Set exercise
Your task is to repeat the entries exactly. Leave the pictures out.

Stored entries
##############################

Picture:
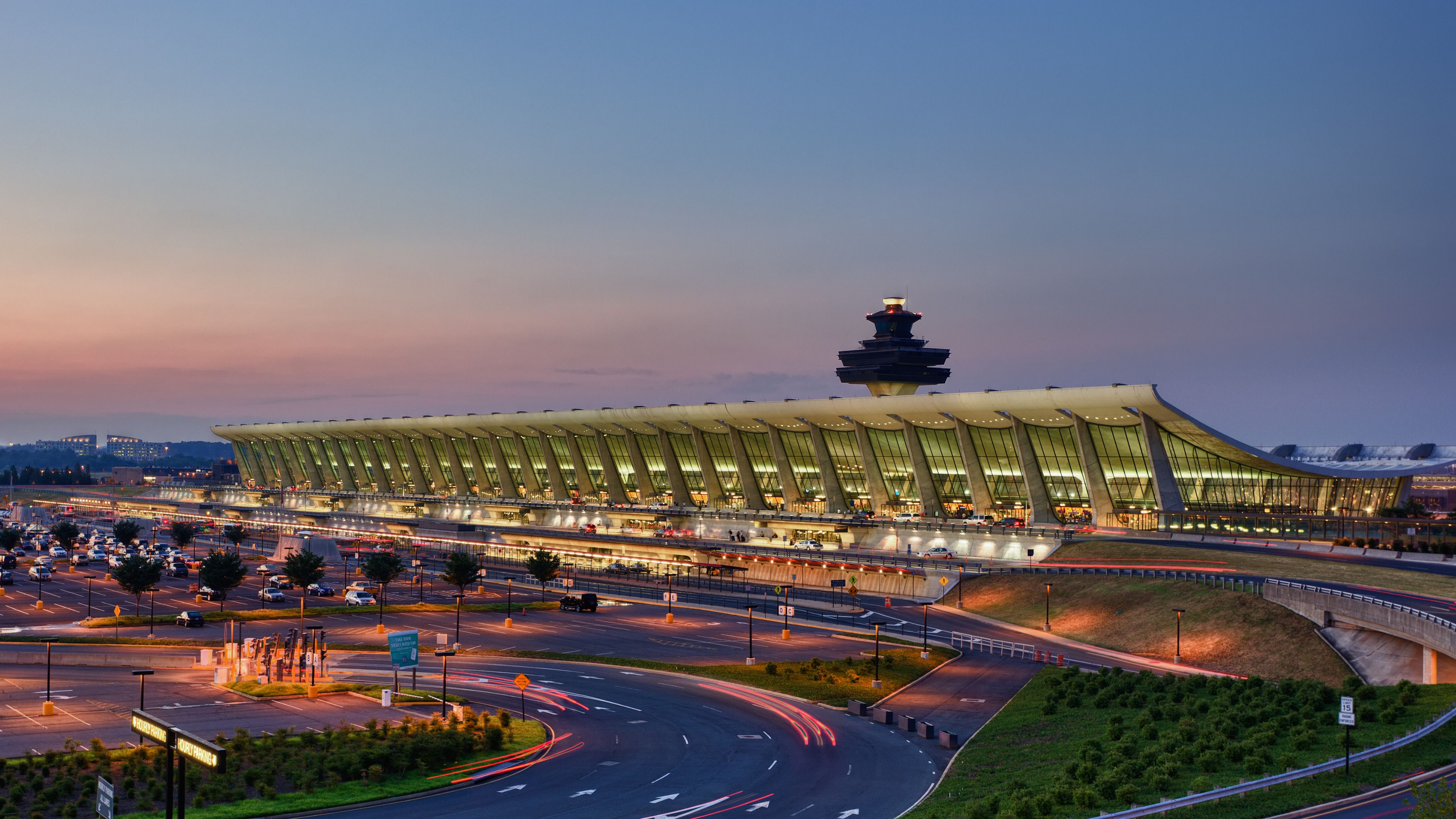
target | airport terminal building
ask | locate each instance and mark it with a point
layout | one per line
(1113, 455)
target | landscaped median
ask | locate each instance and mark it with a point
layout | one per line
(211, 615)
(277, 773)
(1074, 745)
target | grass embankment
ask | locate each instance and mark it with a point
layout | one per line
(832, 683)
(312, 611)
(1072, 745)
(402, 697)
(1271, 563)
(279, 773)
(1222, 630)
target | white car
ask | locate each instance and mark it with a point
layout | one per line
(356, 598)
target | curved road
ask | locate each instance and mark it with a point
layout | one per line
(638, 745)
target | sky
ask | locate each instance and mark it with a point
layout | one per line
(276, 212)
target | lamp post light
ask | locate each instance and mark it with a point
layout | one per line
(445, 677)
(875, 683)
(750, 607)
(142, 675)
(1046, 626)
(1178, 645)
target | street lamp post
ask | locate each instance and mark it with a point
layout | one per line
(1046, 626)
(445, 677)
(750, 607)
(1178, 645)
(142, 675)
(875, 683)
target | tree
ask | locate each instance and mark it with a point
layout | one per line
(222, 572)
(383, 569)
(237, 534)
(65, 534)
(544, 566)
(462, 569)
(126, 531)
(136, 575)
(183, 534)
(303, 569)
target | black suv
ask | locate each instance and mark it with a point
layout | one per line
(587, 603)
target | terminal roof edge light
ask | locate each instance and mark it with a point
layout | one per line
(1046, 455)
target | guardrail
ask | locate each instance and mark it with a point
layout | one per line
(1289, 776)
(1366, 600)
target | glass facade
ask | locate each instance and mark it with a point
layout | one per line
(894, 464)
(568, 468)
(798, 448)
(1123, 457)
(1056, 451)
(849, 467)
(656, 467)
(943, 455)
(1209, 481)
(997, 450)
(760, 457)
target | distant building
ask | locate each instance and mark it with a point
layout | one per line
(134, 450)
(80, 445)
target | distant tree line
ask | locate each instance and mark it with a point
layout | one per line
(33, 477)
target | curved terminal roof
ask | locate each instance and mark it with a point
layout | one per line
(1050, 407)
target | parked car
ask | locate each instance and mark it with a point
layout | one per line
(586, 603)
(356, 598)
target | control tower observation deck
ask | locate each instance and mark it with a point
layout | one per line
(894, 362)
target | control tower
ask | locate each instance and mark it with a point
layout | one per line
(894, 362)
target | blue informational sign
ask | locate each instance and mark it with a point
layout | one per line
(404, 649)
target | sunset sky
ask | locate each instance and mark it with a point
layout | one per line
(251, 212)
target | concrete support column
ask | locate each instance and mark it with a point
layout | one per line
(533, 486)
(372, 448)
(711, 484)
(675, 470)
(609, 470)
(644, 478)
(483, 476)
(558, 481)
(980, 489)
(1032, 473)
(752, 495)
(1103, 508)
(879, 495)
(781, 462)
(345, 476)
(833, 493)
(503, 470)
(931, 505)
(1165, 487)
(456, 467)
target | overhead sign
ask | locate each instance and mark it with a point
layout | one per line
(202, 751)
(152, 728)
(106, 799)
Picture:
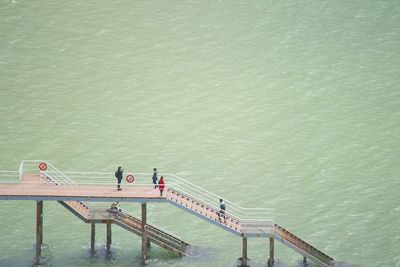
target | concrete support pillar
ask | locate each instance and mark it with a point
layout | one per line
(92, 236)
(244, 252)
(144, 232)
(271, 259)
(108, 236)
(39, 230)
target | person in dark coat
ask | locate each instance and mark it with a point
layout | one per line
(119, 174)
(161, 185)
(155, 178)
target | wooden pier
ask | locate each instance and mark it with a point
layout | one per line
(42, 186)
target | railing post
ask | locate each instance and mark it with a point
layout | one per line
(108, 236)
(39, 230)
(92, 236)
(144, 232)
(243, 259)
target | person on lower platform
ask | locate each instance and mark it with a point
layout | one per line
(155, 178)
(119, 174)
(222, 207)
(161, 185)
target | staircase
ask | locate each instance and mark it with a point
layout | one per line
(129, 222)
(246, 228)
(243, 222)
(301, 246)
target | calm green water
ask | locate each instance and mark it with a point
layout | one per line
(292, 105)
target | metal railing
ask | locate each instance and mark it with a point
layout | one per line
(251, 219)
(33, 166)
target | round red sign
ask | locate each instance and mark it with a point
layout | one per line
(130, 178)
(43, 166)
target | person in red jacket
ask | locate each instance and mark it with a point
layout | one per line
(161, 185)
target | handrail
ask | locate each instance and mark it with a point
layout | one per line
(247, 216)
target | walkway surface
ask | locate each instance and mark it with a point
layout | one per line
(54, 185)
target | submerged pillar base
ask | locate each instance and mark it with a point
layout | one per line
(39, 231)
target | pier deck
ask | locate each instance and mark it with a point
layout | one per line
(246, 223)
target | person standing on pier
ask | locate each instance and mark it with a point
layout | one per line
(119, 174)
(155, 178)
(161, 185)
(222, 208)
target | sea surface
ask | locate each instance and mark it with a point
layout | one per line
(291, 105)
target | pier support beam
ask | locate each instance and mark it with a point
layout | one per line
(304, 260)
(243, 259)
(92, 236)
(39, 230)
(108, 236)
(271, 259)
(144, 232)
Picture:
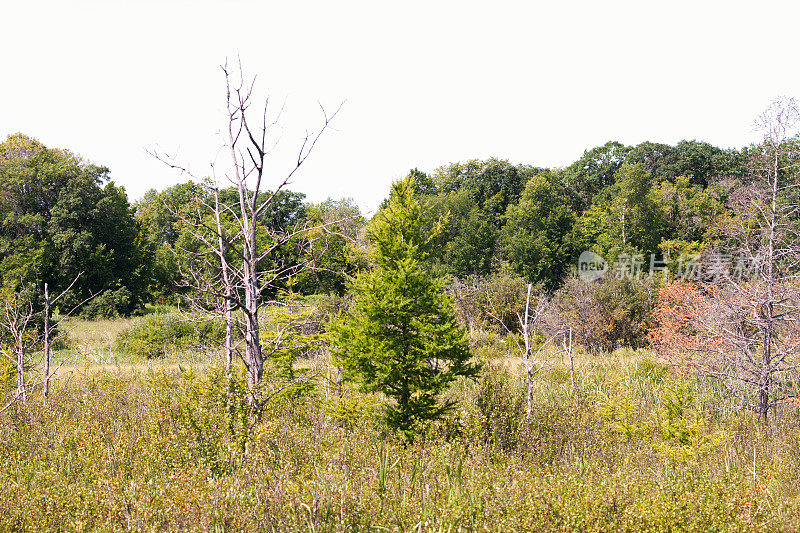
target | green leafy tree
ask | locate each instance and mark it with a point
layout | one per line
(60, 216)
(538, 235)
(401, 337)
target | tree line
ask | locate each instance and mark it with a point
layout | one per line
(493, 229)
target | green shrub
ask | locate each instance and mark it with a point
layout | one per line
(156, 335)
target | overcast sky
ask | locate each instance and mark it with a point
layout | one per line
(425, 83)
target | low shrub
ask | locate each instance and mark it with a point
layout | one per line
(156, 335)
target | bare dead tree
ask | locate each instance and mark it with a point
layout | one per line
(27, 340)
(740, 326)
(532, 356)
(243, 283)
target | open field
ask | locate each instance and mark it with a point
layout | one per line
(166, 445)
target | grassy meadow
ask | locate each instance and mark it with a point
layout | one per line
(128, 442)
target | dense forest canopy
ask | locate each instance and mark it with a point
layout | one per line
(62, 216)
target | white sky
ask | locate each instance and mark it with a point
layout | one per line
(426, 83)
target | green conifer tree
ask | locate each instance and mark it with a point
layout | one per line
(401, 337)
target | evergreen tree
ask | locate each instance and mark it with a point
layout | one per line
(401, 338)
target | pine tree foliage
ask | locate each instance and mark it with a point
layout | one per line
(401, 338)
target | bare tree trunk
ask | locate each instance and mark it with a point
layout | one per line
(21, 393)
(568, 349)
(226, 282)
(527, 356)
(46, 371)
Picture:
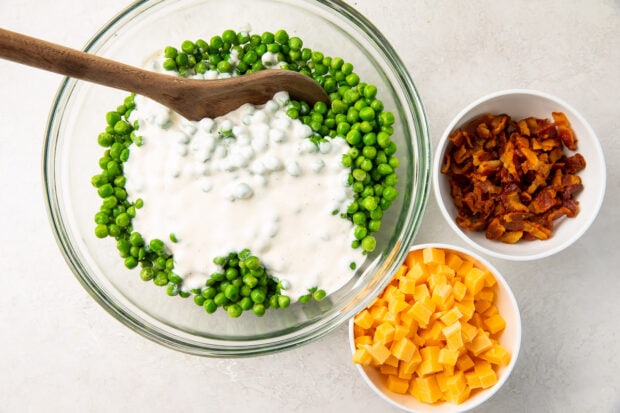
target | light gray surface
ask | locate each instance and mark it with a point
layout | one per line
(61, 352)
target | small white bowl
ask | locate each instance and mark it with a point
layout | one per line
(519, 104)
(510, 339)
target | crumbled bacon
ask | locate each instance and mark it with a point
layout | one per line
(513, 180)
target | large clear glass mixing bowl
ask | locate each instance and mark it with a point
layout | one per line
(71, 156)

##############################

The answer
Picture:
target | airport terminal building
ask | locate each instance and mark it with a point
layout | one per line
(1113, 455)
target | landscaped median
ask | locate each instance and mark it with a point
layout | one per line
(211, 615)
(277, 773)
(1074, 745)
target | grass embankment
ask | locate each instance and mark it with a point
layout | one per line
(832, 683)
(312, 611)
(1072, 745)
(402, 697)
(1271, 563)
(279, 773)
(1222, 630)
target | white car
ask | locate each instance and mark it with a point
layout | one per line
(356, 598)
target | curved road
ask | locate each instance and mark it with a point
layout | one per line
(638, 745)
target | sky
ask | locate each instance and mark it with a point
layout | one per line
(276, 212)
target | lamp post light
ask | locate each instance and mark it with a point
layout | one per line
(445, 677)
(875, 683)
(750, 607)
(142, 675)
(1046, 626)
(1178, 645)
target | street lamp post
ask | locate each instance and mark it with a point
layout | one per line
(1046, 626)
(445, 677)
(750, 607)
(1178, 645)
(142, 675)
(875, 683)
target | tree
ask | locate each instance and mark it with a point
layout | one per line
(222, 572)
(383, 569)
(237, 534)
(65, 534)
(544, 566)
(462, 569)
(126, 531)
(136, 575)
(183, 534)
(303, 569)
target | black suv
ask | locate each instance and mark it with a point
layout | one per line
(587, 603)
target | terminal roof edge light
ask | locate each instance and mark it with a point
layout | one per line
(1046, 455)
target | guardrail
ask | locate each instance and mark it with a point
layout | one per line
(1289, 776)
(1366, 600)
target | glass facade
ask | locate each instance and mark it with a point
layout | one per line
(894, 464)
(568, 468)
(798, 448)
(1123, 457)
(1056, 451)
(849, 467)
(656, 467)
(943, 455)
(1209, 481)
(997, 450)
(760, 457)
target | distant building
ask | locate each instance and mark it with a point
layout | one per line
(134, 450)
(80, 445)
target | distant tree line
ask | locate each instance and mark it with a point
layout | one per line
(33, 477)
target | curved terminal roof
ask | locate each instance and mark it with a point
layout | one per line
(1050, 407)
target | parked car
ask | locate each instance and mark it with a point
layout | one per line
(586, 603)
(356, 598)
target | control tower observation deck
ask | locate each instance and mark it with a point
layout | one per line
(894, 362)
target | control tower
ask | locate each instance and mark it with a point
layout | one per line
(894, 362)
target | blue informational sign
ask | locate each instance and mark it with a point
layout | one per line
(404, 649)
target | sunset sky
ask | locate each instance and mark it with a point
layout | one per line
(251, 212)
target | concrete support column
ask | locate each instance and mark it with a point
layout | one per line
(533, 486)
(372, 448)
(711, 484)
(675, 470)
(609, 470)
(644, 478)
(483, 476)
(558, 481)
(980, 489)
(1032, 473)
(752, 495)
(1103, 508)
(879, 495)
(781, 462)
(345, 476)
(833, 493)
(503, 470)
(931, 505)
(1165, 487)
(456, 467)
target | overhead sign
ask | locate each instance and mark it with a point
layout | one per line
(202, 751)
(152, 728)
(106, 799)
Picture:
target | concrete support pillar
ask | locate each instance and mark it with a point
layout | one per line
(92, 236)
(244, 252)
(144, 232)
(271, 259)
(108, 236)
(39, 230)
target | person in dark coat
ask | locate each instance and mark it with a point
layout | one per line
(119, 174)
(161, 185)
(155, 178)
target | wooden pier
ask | locate each instance and mark it with a point
layout | one per line
(42, 186)
target | railing post
ask | locate each instance and mark it with a point
layout | one per line
(108, 236)
(39, 230)
(92, 236)
(144, 232)
(243, 259)
target | person on lower platform
ask | locate each instance and mark it with a point
layout | one per line
(155, 178)
(119, 174)
(222, 207)
(161, 185)
target | staircase
ask | locate each instance and mark it with a point
layout | one per line
(129, 222)
(246, 228)
(243, 222)
(301, 246)
target | calm green water
ask | locate each instance and mark it with a point
layout | one per line
(292, 105)
target | metal railing
ask | locate each instance and mark it with a point
layout | one per line
(251, 219)
(33, 166)
target | round red sign
ask | locate each instance and mark it with a point
layout | one per line
(130, 178)
(43, 166)
target | person in red jacket
ask | locate each instance and mark it with a point
layout | one per line
(161, 185)
target | handrail
ask | locate each instance and mark it with a point
layout | one per line
(247, 216)
target | walkway surface
ask | locate each instance and mark it with a point
layout | one per line
(54, 185)
target | submerged pillar base
ask | locate each instance and mark it with a point
layout | one per line
(39, 231)
target | pier deck
ask | locate each instance and mark it with a point
layout | one per line
(246, 223)
target | person standing on pier
ask | locate each instance and mark it with a point
layout | one per line
(119, 174)
(155, 178)
(161, 185)
(222, 208)
target | sea surface
ask | locate each instance and mark it with a point
layout | one per line
(291, 105)
target | pier support beam
ask | locate each instance and mark it with a point
layout | one per line
(304, 260)
(243, 259)
(92, 236)
(39, 230)
(108, 236)
(271, 259)
(144, 232)
Picture:
target | green leafy tree
ask | locate each instance and mark it with a point
layout | one per line
(60, 216)
(538, 235)
(401, 337)
target | tree line
ask | locate each instance and mark it with a point
layout | one per line
(493, 229)
target | green shrub
ask | locate each instance and mark it with a point
layout | one per line
(156, 335)
target | overcast sky
ask | locate each instance and mark it with a point
layout | one per line
(425, 83)
target | low shrub
ask | locate each instance and mark it with a point
layout | one per line
(156, 335)
target | bare dead tree
ask | locate each instance and mark it with a point
layout | one per line
(27, 340)
(740, 326)
(532, 356)
(243, 283)
target | open field
ask | locate each instance and mark it with a point
layout | one per line
(166, 445)
target | grassy meadow
ask | locate each instance and mark it with a point
layout | one per line
(128, 442)
target | dense forest canopy
ask | locate each instance and mark it with a point
layout | one per line
(62, 216)
target | white sky
ask | locate each instance and mark it with a point
layout | one per line
(426, 83)
target | green conifer tree
ask | locate each instance and mark it with a point
layout | one per line
(401, 337)
target | evergreen tree
ask | locate each instance and mark it with a point
layout | one per line
(401, 338)
target | pine tree foliage
ask | locate each instance and mark it with a point
layout | one per line
(401, 338)
target | bare tree trunk
ask | locate each instance and mark it with a point
layout | one per line
(21, 393)
(568, 349)
(226, 282)
(527, 356)
(46, 371)
Picture:
target | light gray surface
ask | locate each instance and mark it with a point
layout | one per line
(61, 352)
target | small white bowl
ask | locate each instance and mark it with a point
layout | one per line
(519, 104)
(510, 339)
target | crumbled bacon
ask | locate each instance and mark it with a point
layout | one per line
(513, 180)
target | large clear glass mixing bowl
ask | locate each instance and mark it with a point
layout | one per line
(71, 156)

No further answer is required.